The outermost electron shell of an atom in its uncombined state is known as the valence shell, and the electrons in that shell are called valence electrons. The number of valence electrons determines the bonding behaviour with other atoms. Atoms tend to chemically react with each other in a manner that fills (or empties) their outer valence shells. However, many elements display multiple valences, or tendencies to share differing numbers of electrons in different compounds.

By varying the conditions, materials can transition between solids, liquids, gases and plasmas. Within a state, a material can also exist in different phases. An example of this is solid carbon, which can exist as graphite or diamond.

At temperatures close to absolute zero, atoms can form a Bose-Einstein condensate, at which point this super-cooled collection of atoms then behaves as a single super atom.

The scanning tunnelling microscope is a device for viewing surfaces at the atomic level.

● ● ● ●

> YOUR OBJECTIVE
Write the next few sentences of the passage on atoms, picking up after its final sentence about the scanning tunnelling microscope. These rows are drawn from a separate source.

Data excerpts:
● ● ● ●

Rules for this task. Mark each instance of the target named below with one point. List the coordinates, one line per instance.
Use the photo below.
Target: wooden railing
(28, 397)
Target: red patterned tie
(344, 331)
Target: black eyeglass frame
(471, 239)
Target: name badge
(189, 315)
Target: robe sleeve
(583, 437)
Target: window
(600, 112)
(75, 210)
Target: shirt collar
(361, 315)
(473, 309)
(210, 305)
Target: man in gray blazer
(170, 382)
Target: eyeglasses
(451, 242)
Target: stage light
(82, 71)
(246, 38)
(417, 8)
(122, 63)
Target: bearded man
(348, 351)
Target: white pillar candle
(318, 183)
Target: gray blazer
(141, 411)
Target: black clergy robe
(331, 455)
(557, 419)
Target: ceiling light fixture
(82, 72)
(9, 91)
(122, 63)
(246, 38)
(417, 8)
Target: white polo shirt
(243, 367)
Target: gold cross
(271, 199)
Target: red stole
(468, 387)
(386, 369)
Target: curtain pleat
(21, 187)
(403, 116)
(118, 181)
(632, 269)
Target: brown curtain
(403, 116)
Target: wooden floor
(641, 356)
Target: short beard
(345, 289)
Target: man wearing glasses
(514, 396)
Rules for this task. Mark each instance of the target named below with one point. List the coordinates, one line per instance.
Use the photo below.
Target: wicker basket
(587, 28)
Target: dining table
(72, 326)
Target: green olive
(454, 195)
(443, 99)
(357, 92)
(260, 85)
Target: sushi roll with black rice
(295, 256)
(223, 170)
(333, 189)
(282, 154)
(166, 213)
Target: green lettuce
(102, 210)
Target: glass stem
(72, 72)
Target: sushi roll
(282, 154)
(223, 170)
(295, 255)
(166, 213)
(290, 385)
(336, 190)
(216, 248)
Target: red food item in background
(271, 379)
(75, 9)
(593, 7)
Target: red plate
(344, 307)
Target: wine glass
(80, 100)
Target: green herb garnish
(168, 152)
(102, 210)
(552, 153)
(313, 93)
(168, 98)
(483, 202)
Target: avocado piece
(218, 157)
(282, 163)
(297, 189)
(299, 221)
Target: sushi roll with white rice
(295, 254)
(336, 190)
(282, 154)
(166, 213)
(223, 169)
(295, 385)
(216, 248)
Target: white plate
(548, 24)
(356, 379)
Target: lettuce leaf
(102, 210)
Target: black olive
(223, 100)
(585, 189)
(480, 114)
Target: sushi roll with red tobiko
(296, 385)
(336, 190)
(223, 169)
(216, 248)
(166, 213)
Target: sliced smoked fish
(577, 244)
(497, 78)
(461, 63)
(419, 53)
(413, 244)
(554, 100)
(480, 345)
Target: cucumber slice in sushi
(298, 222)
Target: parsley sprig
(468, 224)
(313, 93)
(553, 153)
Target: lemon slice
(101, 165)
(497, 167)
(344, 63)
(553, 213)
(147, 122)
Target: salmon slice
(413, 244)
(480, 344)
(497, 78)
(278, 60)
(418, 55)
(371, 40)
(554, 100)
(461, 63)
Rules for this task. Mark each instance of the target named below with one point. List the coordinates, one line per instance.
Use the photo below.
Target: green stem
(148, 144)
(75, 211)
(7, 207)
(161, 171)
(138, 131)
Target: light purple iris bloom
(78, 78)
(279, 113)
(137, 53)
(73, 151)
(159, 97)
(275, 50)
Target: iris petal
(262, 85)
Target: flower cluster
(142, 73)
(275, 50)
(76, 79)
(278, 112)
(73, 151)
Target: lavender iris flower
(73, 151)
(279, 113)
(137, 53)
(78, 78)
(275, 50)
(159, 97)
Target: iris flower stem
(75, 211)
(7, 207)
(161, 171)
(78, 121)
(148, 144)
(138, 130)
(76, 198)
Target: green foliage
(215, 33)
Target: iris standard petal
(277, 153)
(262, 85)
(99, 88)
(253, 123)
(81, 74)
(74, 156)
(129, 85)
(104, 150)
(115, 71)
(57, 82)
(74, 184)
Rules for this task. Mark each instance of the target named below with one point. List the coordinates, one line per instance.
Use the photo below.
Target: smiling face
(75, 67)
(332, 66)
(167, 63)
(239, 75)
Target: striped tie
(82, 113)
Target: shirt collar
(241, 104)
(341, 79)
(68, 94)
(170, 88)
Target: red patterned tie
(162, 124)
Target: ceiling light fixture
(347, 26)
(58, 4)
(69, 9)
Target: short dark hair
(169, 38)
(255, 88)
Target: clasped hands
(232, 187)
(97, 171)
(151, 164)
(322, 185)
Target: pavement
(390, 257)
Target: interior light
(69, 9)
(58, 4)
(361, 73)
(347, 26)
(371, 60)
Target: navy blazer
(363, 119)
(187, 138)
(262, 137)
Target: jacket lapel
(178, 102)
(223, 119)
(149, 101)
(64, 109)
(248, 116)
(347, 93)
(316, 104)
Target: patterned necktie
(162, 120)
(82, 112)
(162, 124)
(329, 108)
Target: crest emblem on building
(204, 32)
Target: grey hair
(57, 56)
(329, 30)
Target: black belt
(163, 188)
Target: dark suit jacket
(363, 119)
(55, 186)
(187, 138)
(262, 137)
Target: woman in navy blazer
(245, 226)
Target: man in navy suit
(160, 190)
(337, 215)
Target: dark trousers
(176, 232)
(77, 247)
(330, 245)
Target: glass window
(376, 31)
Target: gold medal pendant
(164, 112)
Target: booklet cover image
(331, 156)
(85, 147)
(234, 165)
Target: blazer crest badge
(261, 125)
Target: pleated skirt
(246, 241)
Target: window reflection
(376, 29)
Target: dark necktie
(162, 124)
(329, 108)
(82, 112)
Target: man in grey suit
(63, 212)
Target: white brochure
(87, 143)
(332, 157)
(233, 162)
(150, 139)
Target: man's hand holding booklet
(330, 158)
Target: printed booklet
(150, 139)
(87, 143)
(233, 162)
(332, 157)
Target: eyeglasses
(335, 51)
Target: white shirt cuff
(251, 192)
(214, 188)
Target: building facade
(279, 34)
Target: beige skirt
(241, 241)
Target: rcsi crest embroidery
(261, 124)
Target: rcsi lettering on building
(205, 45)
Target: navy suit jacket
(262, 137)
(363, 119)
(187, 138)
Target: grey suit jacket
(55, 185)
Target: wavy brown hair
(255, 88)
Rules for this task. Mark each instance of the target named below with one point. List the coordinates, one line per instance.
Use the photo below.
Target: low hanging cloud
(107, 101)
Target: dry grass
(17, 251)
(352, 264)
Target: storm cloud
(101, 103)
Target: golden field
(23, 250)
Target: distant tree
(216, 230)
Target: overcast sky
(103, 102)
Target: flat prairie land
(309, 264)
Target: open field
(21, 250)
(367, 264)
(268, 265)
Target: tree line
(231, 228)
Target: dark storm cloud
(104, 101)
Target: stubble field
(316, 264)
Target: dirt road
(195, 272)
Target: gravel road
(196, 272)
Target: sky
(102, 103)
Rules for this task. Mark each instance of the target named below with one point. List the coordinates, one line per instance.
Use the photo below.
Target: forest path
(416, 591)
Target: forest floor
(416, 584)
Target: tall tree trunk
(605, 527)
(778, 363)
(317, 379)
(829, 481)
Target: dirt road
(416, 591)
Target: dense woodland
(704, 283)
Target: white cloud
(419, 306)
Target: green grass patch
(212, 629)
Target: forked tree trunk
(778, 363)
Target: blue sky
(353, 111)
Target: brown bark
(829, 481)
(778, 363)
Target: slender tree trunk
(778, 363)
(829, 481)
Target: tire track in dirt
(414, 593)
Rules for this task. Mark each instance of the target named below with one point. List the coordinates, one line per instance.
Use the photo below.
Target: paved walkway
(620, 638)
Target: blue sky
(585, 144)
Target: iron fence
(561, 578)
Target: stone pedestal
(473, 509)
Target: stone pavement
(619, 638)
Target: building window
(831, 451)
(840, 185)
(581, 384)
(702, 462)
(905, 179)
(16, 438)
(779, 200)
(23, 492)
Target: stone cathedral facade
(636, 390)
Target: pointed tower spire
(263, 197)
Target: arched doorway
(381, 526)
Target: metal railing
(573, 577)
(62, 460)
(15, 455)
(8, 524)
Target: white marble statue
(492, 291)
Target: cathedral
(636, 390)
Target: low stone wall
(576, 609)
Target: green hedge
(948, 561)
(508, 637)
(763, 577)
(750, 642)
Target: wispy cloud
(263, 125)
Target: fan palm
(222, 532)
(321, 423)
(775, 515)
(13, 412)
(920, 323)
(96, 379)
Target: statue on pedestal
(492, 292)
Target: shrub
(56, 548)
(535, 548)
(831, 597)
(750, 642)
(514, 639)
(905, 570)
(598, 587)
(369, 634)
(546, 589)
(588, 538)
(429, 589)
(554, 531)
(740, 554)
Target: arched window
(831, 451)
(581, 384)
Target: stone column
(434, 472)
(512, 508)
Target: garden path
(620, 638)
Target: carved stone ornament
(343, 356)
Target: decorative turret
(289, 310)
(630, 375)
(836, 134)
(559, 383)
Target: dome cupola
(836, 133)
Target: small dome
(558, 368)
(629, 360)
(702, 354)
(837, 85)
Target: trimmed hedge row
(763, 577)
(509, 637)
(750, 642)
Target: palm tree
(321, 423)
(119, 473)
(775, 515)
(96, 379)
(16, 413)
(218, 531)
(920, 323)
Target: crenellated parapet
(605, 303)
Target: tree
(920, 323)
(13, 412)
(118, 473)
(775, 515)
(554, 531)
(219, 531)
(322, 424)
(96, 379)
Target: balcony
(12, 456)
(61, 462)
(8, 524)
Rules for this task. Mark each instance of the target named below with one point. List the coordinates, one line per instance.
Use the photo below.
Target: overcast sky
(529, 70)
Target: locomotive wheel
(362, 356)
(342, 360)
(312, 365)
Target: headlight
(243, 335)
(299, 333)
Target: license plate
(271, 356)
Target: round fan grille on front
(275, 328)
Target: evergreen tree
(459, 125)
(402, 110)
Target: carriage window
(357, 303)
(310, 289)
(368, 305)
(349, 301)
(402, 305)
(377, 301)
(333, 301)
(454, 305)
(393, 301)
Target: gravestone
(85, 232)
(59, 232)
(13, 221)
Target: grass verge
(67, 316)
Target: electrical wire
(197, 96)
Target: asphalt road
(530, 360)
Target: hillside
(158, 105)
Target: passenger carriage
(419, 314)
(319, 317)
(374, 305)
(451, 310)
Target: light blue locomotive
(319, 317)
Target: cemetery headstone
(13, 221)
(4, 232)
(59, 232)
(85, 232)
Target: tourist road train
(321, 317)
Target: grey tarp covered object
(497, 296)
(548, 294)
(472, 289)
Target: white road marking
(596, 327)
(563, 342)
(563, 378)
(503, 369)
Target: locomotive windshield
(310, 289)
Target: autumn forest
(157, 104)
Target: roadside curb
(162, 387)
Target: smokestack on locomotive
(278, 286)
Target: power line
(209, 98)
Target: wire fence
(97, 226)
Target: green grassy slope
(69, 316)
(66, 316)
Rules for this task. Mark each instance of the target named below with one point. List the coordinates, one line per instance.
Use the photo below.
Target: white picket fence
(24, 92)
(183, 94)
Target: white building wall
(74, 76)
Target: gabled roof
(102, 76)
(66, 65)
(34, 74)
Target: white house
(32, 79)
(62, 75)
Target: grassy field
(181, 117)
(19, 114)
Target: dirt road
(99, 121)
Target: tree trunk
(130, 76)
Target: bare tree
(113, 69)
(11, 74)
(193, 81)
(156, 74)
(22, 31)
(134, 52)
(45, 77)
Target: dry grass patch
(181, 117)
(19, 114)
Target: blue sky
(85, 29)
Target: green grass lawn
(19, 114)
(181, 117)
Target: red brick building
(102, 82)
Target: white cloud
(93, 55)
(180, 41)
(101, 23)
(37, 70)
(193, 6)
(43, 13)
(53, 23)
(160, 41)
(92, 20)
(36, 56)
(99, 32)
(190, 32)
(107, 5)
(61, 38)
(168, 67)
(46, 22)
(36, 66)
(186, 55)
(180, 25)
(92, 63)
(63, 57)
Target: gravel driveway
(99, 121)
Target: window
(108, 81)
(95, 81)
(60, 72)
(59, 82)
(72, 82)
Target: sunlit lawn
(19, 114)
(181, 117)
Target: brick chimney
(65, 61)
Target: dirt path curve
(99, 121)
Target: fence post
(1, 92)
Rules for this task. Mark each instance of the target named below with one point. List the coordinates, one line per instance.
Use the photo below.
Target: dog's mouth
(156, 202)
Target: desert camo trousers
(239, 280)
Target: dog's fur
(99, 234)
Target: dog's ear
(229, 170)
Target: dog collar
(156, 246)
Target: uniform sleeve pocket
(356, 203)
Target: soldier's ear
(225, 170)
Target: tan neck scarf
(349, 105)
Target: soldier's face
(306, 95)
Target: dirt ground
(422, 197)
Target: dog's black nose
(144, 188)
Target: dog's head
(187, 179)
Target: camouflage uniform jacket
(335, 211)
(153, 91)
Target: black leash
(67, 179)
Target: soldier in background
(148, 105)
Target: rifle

● ● ● ●

> TASK OUTPUT
Stable protons and electrons appeared one second after the Big Bang. During the following three minutes, Big Bang nucleosynthesis produced most of the helium, lithium, and deuterium in the universe, and perhaps some of the beryllium and boron. The first atoms (complete with bound electrons) were theoretically created 380,000 years after the Big Bang, an epoch called recombination, when the expanding universe cooled enough to allow electrons to become attached to nuclei. Since then, atomic nuclei have been combined in stars through the process of nuclear fusion to produce elements up to iron.

There are a few trace atoms on Earth that were not present at the beginning (i.e., not "primordial"), nor are results of radioactive decay. Carbon-14 is continuously generated by cosmic rays in the atmosphere. Some atoms on Earth have been artificially generated either deliberately or as by-products of nuclear reactors or explosions. Of the transuranic elements, those with atomic numbers greater than 92, only plutonium and neptunium occur naturally on Earth. Transuranic elements have radioactive lifetimes shorter than the current age of the Earth and thus identifiable quantities of these elements have long since decayed, with the exception of traces of plutonium-244 possibly deposited by cosmic dust. Natural deposits of plutonium and neptunium are produced by neutron capture in uranium ore.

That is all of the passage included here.